Stated goal 1
List every line of the listing that contains the string "church". Case counts.

Passage to read
▼

But this is exactly the point of (my) confusion - the fact that the gravitational field is weaker when objects of smaller mass are involved. I have read through the explanations above as carefully as I can, but can't find the resolution. Let me try to state it again, in a 'simplified' environment - deep space, one observer, and no other reference but the four objects: 'earth' 'moon' feather and ball.

1a) Observer watches from earth. Feather comes into existence and is seen to move towards the earth at some particular rate.

2a) Observer watches from moon. Feather comes into existence and is seen to move towards the moon at a rate slower than in case 1a).

3a) Observer watches from feather. Earth comes into existence above us, and is seen to move towards us. Same rate as 1a)

4a) Observer watches from feather. Moon comes into existence above us, and is seen to move towards us. Same rate as 2a)

So we have a clear demonstration of the basic premise - systems of smaller mass (the sum of the masses of the pair involved) form a weaker gravitational field. Down to this point everything is OK.

But now let's start to run it again, with the steel ball instead of the feather:

1b) Observer watches from earth. Ball comes into existence and (our textbooks say) is seen to move towards the earth at same rate as 1a)

But the sum of the masses of the pair involved is greater than 1a) and thus a stronger gravitational field is formed. The pair must move together more quickly than in 1a).

So a ball falls faster than a feather! Yet when we put them side by side and drop them off the Leaning Tower (in a vacuum) they (are said to) fall at the same rate. What gives?

(My apologies if the answer is buried in the mathematics above. I don't have so much experience reading equations like that; if the 'answer' can be expressed textually, I would perhaps be able to grasp this more readily ...)

▲

Listed entries

▼

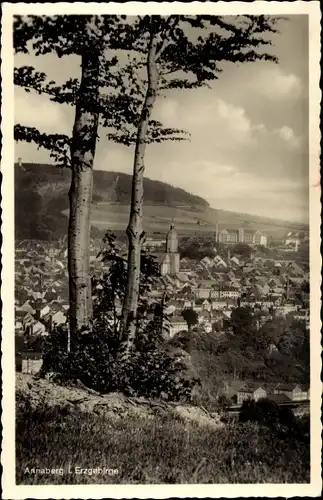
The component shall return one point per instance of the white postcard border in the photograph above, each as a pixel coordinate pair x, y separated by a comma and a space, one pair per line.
10, 490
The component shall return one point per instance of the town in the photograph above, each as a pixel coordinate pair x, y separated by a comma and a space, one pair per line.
239, 270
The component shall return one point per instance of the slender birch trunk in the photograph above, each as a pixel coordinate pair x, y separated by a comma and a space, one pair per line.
80, 193
135, 231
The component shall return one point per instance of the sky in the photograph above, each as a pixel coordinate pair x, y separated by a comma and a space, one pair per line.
248, 149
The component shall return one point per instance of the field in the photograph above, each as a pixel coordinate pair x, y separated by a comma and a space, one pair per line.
187, 453
157, 219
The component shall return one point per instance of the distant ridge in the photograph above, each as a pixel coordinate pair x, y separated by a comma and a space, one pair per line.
41, 206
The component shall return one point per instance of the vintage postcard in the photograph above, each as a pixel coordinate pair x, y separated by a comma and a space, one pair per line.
161, 250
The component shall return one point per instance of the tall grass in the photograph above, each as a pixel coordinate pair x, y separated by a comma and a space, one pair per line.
157, 450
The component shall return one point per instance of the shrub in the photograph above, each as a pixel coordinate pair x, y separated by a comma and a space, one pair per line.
156, 368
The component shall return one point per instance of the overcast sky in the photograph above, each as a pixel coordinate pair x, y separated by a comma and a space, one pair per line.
249, 133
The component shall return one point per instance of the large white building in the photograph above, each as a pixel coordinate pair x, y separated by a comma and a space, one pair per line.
241, 235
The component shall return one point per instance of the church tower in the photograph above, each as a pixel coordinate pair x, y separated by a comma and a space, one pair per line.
172, 240
172, 254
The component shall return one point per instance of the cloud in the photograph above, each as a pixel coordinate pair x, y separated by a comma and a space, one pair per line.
209, 119
38, 111
288, 136
275, 84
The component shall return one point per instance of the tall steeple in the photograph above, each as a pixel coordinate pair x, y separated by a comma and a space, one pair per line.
172, 240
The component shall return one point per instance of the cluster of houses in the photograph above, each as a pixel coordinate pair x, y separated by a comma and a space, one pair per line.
212, 287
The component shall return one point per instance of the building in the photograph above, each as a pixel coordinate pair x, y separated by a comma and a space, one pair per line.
241, 235
177, 324
293, 391
169, 261
245, 393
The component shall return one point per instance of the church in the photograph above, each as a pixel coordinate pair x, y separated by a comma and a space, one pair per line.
169, 261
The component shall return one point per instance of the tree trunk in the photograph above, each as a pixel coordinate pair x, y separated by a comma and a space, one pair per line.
80, 194
135, 231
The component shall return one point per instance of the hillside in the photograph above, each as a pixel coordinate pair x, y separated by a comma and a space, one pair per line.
41, 206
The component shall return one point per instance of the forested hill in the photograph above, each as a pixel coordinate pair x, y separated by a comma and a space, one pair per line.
41, 195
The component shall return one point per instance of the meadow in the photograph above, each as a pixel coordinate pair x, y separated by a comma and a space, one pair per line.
187, 452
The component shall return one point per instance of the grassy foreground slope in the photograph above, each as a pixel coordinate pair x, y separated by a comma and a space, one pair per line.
145, 447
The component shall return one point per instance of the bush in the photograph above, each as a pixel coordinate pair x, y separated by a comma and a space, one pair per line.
282, 419
156, 368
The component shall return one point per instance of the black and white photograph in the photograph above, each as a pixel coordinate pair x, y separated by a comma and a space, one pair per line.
161, 249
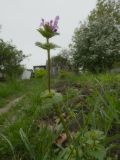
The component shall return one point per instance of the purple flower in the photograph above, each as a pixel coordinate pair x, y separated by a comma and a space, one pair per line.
52, 24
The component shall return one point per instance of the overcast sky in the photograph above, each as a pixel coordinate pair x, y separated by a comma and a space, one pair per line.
21, 18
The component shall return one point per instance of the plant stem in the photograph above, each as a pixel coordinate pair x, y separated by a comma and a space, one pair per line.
49, 69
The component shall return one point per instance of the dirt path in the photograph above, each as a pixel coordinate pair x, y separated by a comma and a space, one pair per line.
10, 105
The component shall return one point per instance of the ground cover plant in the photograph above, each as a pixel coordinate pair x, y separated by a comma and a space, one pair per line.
84, 125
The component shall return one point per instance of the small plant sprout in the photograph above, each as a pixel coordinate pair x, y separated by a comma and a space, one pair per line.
48, 30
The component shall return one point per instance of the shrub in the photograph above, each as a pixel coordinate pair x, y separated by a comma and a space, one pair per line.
40, 73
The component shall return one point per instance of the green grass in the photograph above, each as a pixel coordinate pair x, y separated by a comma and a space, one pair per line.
91, 103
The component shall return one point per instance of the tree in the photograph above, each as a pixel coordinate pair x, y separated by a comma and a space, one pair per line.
48, 30
96, 43
10, 58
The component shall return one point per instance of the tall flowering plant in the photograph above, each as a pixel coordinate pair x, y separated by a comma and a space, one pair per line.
48, 30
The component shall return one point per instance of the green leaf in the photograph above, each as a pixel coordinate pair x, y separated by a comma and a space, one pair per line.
47, 33
46, 46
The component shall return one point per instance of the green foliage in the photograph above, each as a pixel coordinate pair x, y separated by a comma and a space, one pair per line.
10, 58
90, 104
40, 73
96, 43
62, 60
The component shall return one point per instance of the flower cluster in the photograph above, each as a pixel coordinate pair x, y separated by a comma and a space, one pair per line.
52, 24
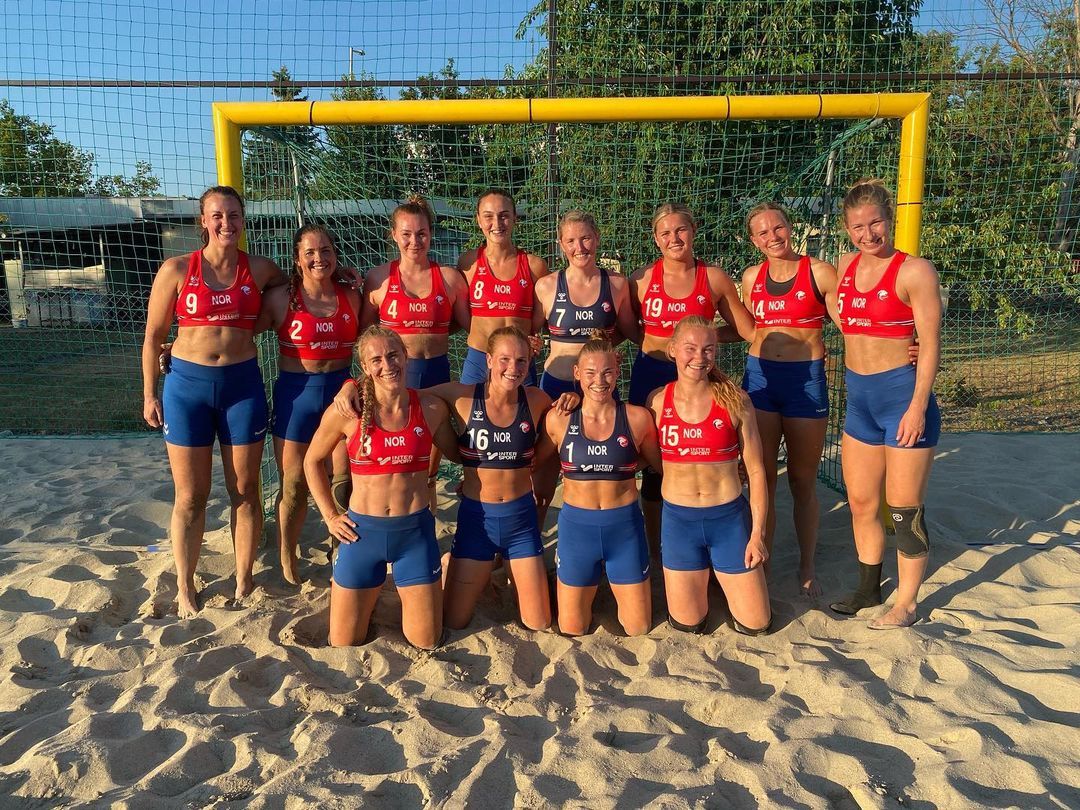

▲

Stated goal 2
In the post about falling objects, rewrite the passage between "But now let's" and "more readily ...)", inclusive, replacing "feather" with "leaf".

Correct output 1
The component shall return one point per instance of the church tower in the photograph above, each as a pixel coordinate pair x, y separated by a comma and a space, one pair per line.
The component shall return one point per instance of the church in the photograph above, each as a pixel coordinate pair x, y separated by a comma and a space, one pair per line.

Correct output 2
But now let's start to run it again, with the steel ball instead of the leaf:

1b) Observer watches from earth. Ball comes into existence and (our textbooks say) is seen to move towards the earth at same rate as 1a)

But the sum of the masses of the pair involved is greater than 1a) and thus a stronger gravitational field is formed. The pair must move together more quickly than in 1a).

So a ball falls faster than a leaf! Yet when we put them side by side and drop them off the Leaning Tower (in a vacuum) they (are said to) fall at the same rate. What gives?

(My apologies if the answer is buried in the mathematics above. I don't have so much experience reading equations like that; if the 'answer' can be expressed textually, I would perhaps be able to grasp this more readily ...)